Take the line that contains "Report one dot per instance of the red" as the first and the last line of the material as the final one; set down exactly the lines in that span.

═══ Records for the exercise ═══

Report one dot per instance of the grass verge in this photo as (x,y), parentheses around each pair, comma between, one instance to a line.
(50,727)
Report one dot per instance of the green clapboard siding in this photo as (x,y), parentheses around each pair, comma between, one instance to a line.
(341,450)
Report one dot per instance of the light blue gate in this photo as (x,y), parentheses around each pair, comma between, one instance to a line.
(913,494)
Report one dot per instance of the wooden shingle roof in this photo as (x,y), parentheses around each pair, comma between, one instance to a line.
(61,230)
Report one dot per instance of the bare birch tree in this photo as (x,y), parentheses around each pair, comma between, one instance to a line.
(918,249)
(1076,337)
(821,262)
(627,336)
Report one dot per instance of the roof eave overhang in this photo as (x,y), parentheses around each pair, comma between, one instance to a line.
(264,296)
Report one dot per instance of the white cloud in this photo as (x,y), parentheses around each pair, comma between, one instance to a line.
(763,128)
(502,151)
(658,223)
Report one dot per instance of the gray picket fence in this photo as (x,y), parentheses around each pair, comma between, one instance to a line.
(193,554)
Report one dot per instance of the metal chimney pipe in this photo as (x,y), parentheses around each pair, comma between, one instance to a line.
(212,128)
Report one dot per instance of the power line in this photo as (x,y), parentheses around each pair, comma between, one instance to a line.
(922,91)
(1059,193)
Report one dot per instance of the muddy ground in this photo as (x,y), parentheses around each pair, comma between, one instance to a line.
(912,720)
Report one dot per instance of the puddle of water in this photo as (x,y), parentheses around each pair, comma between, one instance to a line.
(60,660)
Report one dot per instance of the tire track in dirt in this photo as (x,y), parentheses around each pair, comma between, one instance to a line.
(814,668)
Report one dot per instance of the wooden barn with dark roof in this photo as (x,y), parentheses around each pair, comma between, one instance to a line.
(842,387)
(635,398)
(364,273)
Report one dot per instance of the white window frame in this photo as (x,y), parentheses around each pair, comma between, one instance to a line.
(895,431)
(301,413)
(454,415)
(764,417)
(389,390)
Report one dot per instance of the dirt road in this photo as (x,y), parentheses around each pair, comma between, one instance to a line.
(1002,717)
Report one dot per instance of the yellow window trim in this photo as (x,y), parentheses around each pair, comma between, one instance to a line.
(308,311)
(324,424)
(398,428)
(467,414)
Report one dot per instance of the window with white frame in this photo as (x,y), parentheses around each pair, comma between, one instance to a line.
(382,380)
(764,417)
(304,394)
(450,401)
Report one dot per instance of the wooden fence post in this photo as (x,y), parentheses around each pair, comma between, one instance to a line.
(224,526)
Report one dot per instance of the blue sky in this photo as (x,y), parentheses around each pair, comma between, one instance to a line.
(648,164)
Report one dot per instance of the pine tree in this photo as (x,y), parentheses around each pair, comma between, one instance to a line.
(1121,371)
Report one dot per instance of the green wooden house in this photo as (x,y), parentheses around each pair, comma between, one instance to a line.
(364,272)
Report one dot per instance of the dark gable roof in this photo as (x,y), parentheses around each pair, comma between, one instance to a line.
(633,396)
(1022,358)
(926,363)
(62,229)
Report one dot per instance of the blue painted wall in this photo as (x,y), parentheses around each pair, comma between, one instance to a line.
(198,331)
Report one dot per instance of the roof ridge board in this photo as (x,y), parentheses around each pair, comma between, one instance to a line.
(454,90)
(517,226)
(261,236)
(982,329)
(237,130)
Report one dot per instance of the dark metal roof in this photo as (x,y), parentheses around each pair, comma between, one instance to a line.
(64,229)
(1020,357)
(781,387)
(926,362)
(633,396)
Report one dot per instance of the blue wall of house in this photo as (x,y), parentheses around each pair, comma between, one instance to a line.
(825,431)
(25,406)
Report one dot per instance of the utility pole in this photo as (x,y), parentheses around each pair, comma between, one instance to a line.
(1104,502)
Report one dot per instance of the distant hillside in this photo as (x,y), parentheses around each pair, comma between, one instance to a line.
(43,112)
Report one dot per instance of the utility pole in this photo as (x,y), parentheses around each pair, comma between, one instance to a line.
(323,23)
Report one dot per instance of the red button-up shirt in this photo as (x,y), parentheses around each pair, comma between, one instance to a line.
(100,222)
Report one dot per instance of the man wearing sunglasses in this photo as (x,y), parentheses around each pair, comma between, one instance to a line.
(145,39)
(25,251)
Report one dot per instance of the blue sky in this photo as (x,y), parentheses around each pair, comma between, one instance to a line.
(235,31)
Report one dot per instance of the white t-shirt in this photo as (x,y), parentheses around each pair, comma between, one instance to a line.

═══

[Answer to the exercise]:
Report one dot per instance of the red button-up shirt in this photo as (x,y), parentheses around each pair, comma between, one instance to a line.
(100,222)
Report one dot per instance of the man wearing sunglasses in this photo as (x,y), parentheses around each pair, comma between, one instance to a line.
(145,39)
(25,251)
Report one dot per instance of the blue sky in this photo as (x,y), parentheses around each pair, comma between, one instance to a line.
(235,31)
Report one dot per instance of the white t-shirt in this photo as (x,y), parentheses around each pair, comma between, one instance to a line.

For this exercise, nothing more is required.